[Stored items from a collection]
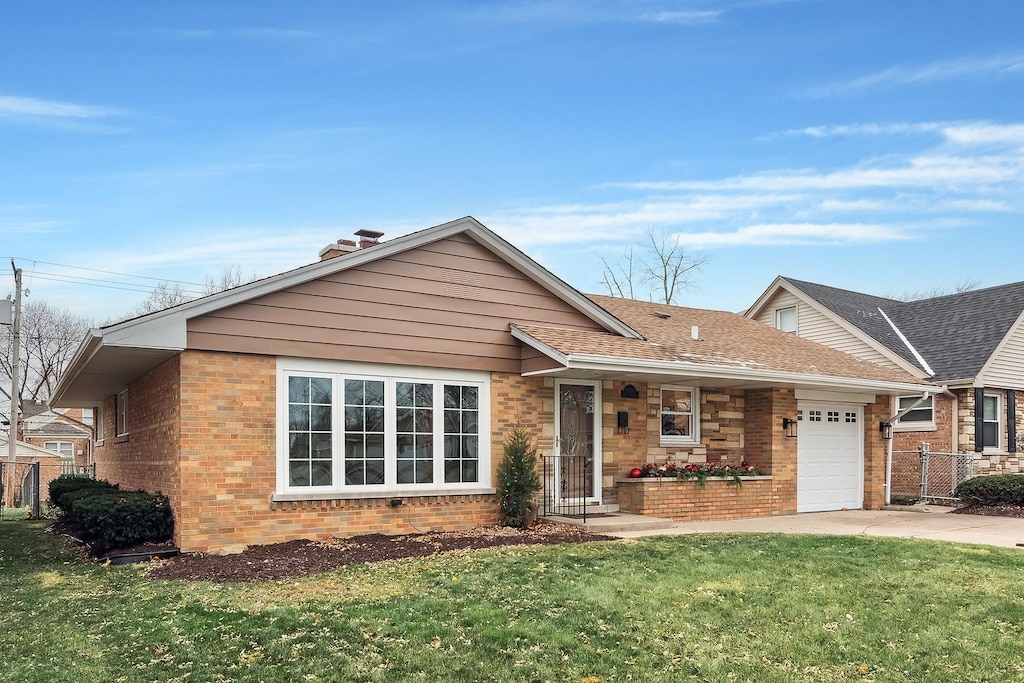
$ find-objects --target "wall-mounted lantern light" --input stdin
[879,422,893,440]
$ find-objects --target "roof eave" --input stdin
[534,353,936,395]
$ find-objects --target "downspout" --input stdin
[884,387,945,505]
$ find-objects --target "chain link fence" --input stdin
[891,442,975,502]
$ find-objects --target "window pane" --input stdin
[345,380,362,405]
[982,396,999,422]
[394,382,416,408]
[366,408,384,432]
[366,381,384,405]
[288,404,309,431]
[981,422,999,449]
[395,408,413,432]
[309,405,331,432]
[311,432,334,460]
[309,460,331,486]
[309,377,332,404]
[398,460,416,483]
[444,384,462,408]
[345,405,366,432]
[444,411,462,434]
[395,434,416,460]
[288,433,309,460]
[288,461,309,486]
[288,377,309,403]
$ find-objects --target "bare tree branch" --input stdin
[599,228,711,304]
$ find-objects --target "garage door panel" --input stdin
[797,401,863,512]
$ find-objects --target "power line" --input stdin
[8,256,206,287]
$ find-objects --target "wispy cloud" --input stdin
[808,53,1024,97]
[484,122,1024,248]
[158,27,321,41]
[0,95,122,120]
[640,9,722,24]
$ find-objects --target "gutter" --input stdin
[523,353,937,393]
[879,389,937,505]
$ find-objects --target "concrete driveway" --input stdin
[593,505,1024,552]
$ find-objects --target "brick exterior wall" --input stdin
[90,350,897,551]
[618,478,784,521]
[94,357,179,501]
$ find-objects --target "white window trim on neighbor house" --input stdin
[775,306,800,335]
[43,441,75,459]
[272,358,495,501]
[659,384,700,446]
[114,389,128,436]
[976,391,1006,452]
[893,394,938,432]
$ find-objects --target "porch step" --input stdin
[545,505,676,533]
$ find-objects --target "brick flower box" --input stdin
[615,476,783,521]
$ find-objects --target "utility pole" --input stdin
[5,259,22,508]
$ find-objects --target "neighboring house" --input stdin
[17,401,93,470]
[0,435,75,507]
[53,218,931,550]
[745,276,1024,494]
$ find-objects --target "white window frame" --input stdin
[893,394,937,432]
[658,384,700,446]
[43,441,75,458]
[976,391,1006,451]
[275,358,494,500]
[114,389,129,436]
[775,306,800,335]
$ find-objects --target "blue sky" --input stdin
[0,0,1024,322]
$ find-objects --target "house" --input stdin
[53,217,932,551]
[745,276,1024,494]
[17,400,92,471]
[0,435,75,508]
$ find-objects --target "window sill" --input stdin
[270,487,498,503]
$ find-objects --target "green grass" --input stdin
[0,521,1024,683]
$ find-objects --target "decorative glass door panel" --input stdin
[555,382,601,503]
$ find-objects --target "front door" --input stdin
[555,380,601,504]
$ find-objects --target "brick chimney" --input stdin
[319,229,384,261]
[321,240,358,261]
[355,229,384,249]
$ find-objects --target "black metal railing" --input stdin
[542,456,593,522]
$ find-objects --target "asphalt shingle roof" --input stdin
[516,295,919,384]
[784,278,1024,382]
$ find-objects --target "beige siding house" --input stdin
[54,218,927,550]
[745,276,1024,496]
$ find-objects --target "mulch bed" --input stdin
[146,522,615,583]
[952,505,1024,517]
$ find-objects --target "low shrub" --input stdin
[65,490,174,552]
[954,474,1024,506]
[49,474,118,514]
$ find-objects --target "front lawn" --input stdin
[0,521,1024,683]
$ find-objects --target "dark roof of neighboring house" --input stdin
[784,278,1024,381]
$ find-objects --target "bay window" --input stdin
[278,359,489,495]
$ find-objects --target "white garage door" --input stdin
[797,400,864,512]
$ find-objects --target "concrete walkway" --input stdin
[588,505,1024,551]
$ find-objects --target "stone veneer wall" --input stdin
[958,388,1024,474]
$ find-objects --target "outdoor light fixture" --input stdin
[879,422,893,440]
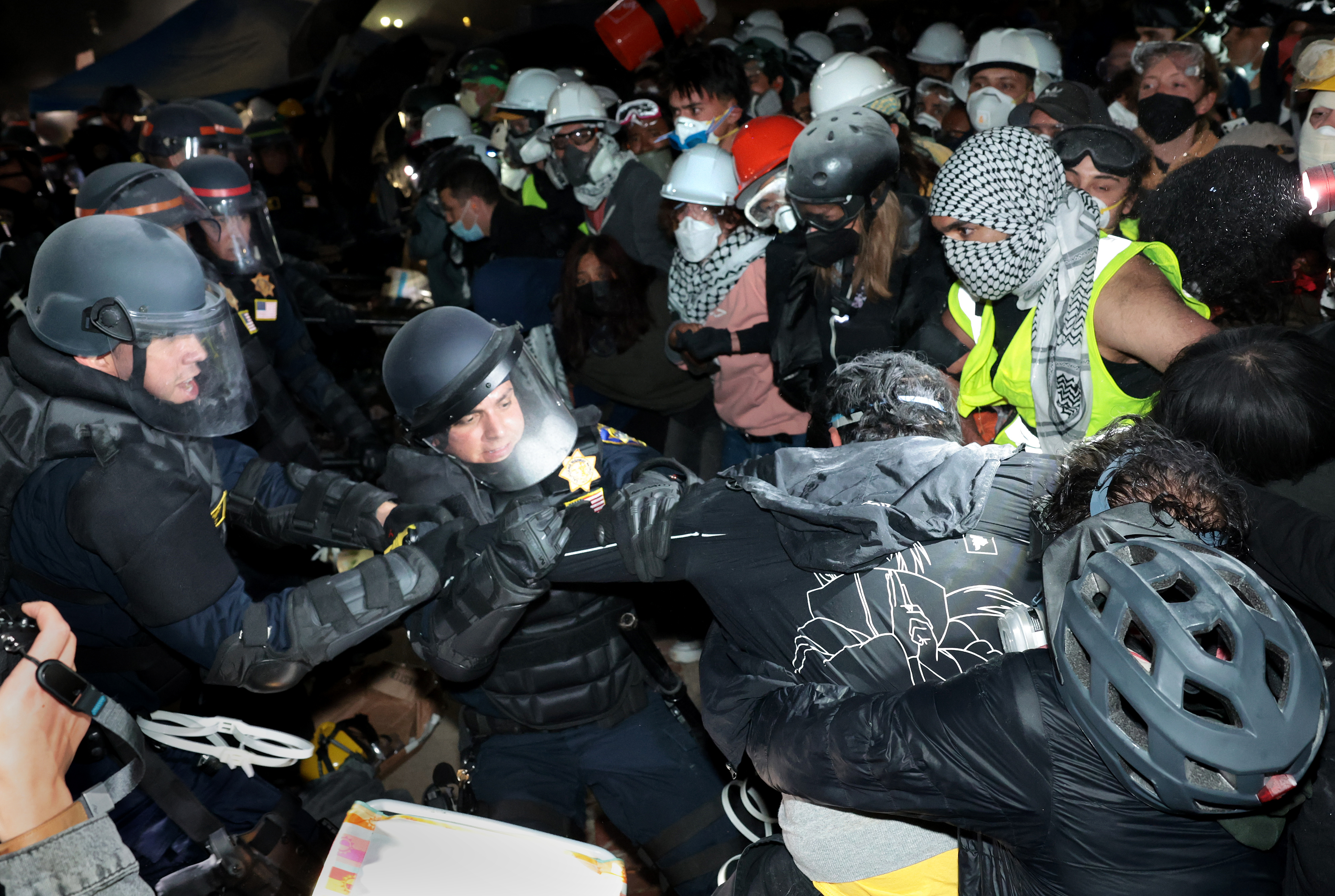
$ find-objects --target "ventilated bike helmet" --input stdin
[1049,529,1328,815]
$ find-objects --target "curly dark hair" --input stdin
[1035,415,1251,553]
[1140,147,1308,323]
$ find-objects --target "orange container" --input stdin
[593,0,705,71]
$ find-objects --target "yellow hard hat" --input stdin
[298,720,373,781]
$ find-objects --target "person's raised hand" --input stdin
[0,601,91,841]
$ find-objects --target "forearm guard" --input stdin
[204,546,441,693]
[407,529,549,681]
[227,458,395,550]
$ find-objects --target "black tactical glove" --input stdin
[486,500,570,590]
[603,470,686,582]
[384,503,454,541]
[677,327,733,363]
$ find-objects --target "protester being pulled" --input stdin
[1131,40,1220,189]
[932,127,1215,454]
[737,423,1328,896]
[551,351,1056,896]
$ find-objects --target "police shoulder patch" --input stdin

## Stated problem:
Render every line of the listing above as a Markdown table with the columns "No." and "Listing entry", numbering the rows and skipping blank lines. Leave out the pictures.

## The response:
| No. | Listing entry |
|---|---|
| 1 | $ find-objects --target "wall-mounted lantern light" --input stdin |
| 2 | [879,422,893,440] |
| 3 | $ find-objects --target "roof eave" --input stdin |
| 4 | [534,353,936,395] |
| 5 | $ find-objects --target "downspout" --input stdin |
| 6 | [884,387,945,505] |
| 7 | $ find-objects --target "chain link fence" --input stdin |
| 8 | [891,442,975,502] |
| 9 | $ find-objects --target "window pane" --input stdin |
| 10 | [345,380,362,405] |
| 11 | [982,396,999,422] |
| 12 | [394,382,416,408] |
| 13 | [366,408,384,432] |
| 14 | [366,381,384,405] |
| 15 | [288,404,309,431] |
| 16 | [981,422,999,449] |
| 17 | [395,408,413,432] |
| 18 | [309,405,331,432] |
| 19 | [311,432,334,460] |
| 20 | [309,460,331,486] |
| 21 | [309,377,332,404] |
| 22 | [398,460,416,483] |
| 23 | [444,384,462,408] |
| 24 | [345,405,366,432] |
| 25 | [444,411,462,434] |
| 26 | [395,434,416,460] |
| 27 | [288,433,309,460] |
| 28 | [288,461,309,486] |
| 29 | [288,377,309,403] |
| 30 | $ find-objects --target "bare tree branch" --input stdin |
| 31 | [599,228,711,304] |
| 32 | $ find-objects --target "garage door panel" --input stdin |
| 33 | [797,401,863,512] |
| 34 | $ find-objects --target "power line" --input stdin |
| 35 | [8,256,206,287] |
| 36 | $ find-objects --target "wispy cloud" --input stdin |
| 37 | [808,53,1024,97] |
| 38 | [484,122,1024,248] |
| 39 | [158,27,321,41] |
| 40 | [0,95,122,120] |
| 41 | [640,9,722,24] |
| 42 | $ find-objects --target "gutter" --input stdin |
| 43 | [523,353,937,393] |
| 44 | [879,389,937,505] |
| 45 | $ find-objects --target "concrete driveway" --input stdin |
| 46 | [593,505,1024,552] |
| 47 | $ find-objects --target "brick exterior wall" --input stdin |
| 48 | [90,350,897,551] |
| 49 | [618,478,784,521] |
| 50 | [94,357,179,501] |
| 51 | $ find-objects --target "white window trim on neighbor house" --input stdin |
| 52 | [775,306,800,335] |
| 53 | [43,441,75,459] |
| 54 | [272,358,495,501] |
| 55 | [659,384,700,446] |
| 56 | [114,389,128,436] |
| 57 | [976,391,1006,452] |
| 58 | [893,394,938,432] |
| 59 | $ find-objects --target "porch step" --input stdin |
| 60 | [545,505,676,533] |
| 61 | $ find-objects --target "brick flower box" --input stdin |
| 62 | [615,476,783,521] |
| 63 | $ find-objects --target "utility pole" --input stdin |
| 64 | [5,259,22,508] |
| 65 | $ find-objects --target "neighboring house" --input stdin |
| 66 | [17,401,93,470] |
| 67 | [0,435,75,507] |
| 68 | [53,218,931,550] |
| 69 | [745,276,1024,494] |
| 70 | $ find-objects --target "white window frame" --input stdin |
| 71 | [893,394,937,432] |
| 72 | [658,384,700,446] |
| 73 | [43,441,75,458] |
| 74 | [976,391,1006,451] |
| 75 | [275,358,494,500] |
| 76 | [114,389,129,436] |
| 77 | [775,306,800,335] |
| 78 | $ find-objects --target "blue sky" --input stdin |
| 79 | [0,0,1024,322] |
| 80 | $ find-objects --target "house" --input stdin |
| 81 | [53,217,932,551] |
| 82 | [745,276,1024,494] |
| 83 | [17,400,92,471] |
| 84 | [0,435,75,508] |
| 85 | $ find-objects --target "window sill" --input stdin |
| 86 | [270,487,498,503] |
| 87 | $ find-objects --target "green grass" --input stdin |
| 88 | [0,521,1024,683] |
| 89 | $ find-objects --target "decorative glass door panel" --input stdin |
| 90 | [555,382,601,503] |
| 91 | $ find-objects --target "front door" --input stdin |
| 92 | [555,380,601,504] |
| 93 | $ find-objects --target "brick chimney" --input stdin |
| 94 | [319,229,384,261] |
| 95 | [321,240,358,261] |
| 96 | [355,229,384,249] |
| 97 | $ find-objects --target "black metal railing" --input stdin |
| 98 | [542,456,593,522] |
| 99 | $ find-objects --target "asphalt shingle roof" --input stdin |
| 100 | [516,295,919,384] |
| 101 | [784,278,1024,382] |
| 102 | $ find-objects --target "beige siding house" --input stdin |
| 103 | [54,218,927,550] |
| 104 | [745,276,1024,496] |
| 105 | $ find-objects --target "mulch bed" --input stdin |
| 106 | [146,522,615,583] |
| 107 | [952,505,1024,517] |
| 108 | $ find-objects --target "low shrub" --input stdin |
| 109 | [65,490,174,552] |
| 110 | [954,474,1024,506] |
| 111 | [49,474,118,514] |
| 112 | $ find-objects --target "front lawn" --input stdin |
| 113 | [0,521,1024,683] |
| 114 | $ find-objects --target "dark roof of neighboring house" --input stdin |
| 115 | [784,278,1024,381] |
| 116 | $ find-objects --target "bay window" --input stdin |
| 117 | [278,359,489,495] |
| 118 | $ find-objects --target "white garage door" --input stdin |
| 119 | [797,400,864,512] |
| 120 | $ find-objects --target "concrete walkway" --input stdin |
| 121 | [588,505,1024,551] |
| 122 | $ find-objects --target "stone veneer wall" --input stdin |
| 123 | [958,388,1024,474] |
| 124 | $ find-objects --target "outdoor light fixture" --input stdin |
| 125 | [879,422,893,440] |
| 126 | $ find-objects --target "ventilated bike helmet" --input stdin |
| 127 | [1049,529,1328,815] |
| 128 | $ find-objects --target "curly dark hair" --input stdin |
| 129 | [1035,415,1251,553] |
| 130 | [1140,147,1308,323] |
| 131 | $ find-objects --target "orange container" --input stdin |
| 132 | [593,0,705,71] |
| 133 | $ find-objects --target "yellow hard hat" --input stdin |
| 134 | [298,720,373,781] |
| 135 | $ find-objects --target "person's raised hand" --input stdin |
| 136 | [0,601,91,841] |
| 137 | $ find-objects --target "forearm guard" --input stdin |
| 138 | [204,546,441,693] |
| 139 | [407,529,549,681] |
| 140 | [227,458,395,550] |
| 141 | $ find-objects --target "black tactical glove" --input stdin |
| 142 | [486,500,570,590] |
| 143 | [603,470,686,582] |
| 144 | [384,503,454,541] |
| 145 | [677,327,733,363] |
| 146 | $ find-objects --target "protester being pulled" --input stdin |
| 147 | [1131,40,1220,189] |
| 148 | [932,127,1215,454] |
| 149 | [737,423,1328,896] |
| 150 | [551,351,1056,896] |
| 151 | $ find-objects --target "police shoulder patch" --input stdin |